> _Input_

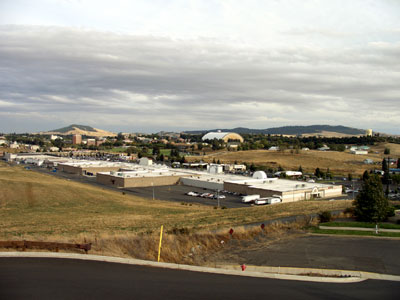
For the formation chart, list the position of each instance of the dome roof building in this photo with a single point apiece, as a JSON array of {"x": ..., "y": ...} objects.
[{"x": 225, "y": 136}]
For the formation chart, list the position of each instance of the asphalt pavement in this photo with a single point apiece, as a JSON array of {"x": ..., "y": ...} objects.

==

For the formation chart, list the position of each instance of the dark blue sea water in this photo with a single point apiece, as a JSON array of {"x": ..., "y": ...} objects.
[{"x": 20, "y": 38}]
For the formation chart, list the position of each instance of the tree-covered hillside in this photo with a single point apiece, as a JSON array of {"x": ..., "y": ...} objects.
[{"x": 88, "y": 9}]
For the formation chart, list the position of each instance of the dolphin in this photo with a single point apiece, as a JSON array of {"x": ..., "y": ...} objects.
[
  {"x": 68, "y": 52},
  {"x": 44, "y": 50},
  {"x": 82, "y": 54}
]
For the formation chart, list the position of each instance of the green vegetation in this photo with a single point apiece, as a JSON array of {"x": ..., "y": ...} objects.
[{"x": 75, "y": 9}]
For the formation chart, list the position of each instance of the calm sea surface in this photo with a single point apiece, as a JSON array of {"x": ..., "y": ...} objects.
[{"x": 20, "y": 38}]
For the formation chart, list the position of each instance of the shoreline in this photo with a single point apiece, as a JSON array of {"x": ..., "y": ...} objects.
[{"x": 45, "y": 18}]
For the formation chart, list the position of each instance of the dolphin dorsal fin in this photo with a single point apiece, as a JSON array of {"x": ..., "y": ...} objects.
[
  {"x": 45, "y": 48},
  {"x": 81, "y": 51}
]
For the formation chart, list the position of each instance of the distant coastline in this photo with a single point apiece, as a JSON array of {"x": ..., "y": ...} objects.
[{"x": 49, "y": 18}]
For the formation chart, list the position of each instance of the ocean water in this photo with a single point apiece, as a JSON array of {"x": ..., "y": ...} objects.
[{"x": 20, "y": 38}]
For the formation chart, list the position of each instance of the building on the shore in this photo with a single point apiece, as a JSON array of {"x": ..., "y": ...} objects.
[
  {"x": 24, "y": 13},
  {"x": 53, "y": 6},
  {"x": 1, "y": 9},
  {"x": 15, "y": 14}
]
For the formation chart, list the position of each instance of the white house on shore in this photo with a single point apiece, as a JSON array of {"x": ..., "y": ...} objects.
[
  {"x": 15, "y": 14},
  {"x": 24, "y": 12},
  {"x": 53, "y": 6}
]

> _What needs to be done_
The lines above from the one with "of the dome" through the one with "of the asphalt" are to be duplicated exactly, ends included, with nothing added.

> _Response for this exercise_
For the formation chart, list the position of each instance of the dome roof building in this photo with a single point apiece, as a JSON array of {"x": ..., "y": ...} objects.
[{"x": 225, "y": 136}]
For the formation chart, list the position of each instance of the asphalt pavement in this photo with a single point apiece, as a JSON array of {"x": ..., "y": ...} objects.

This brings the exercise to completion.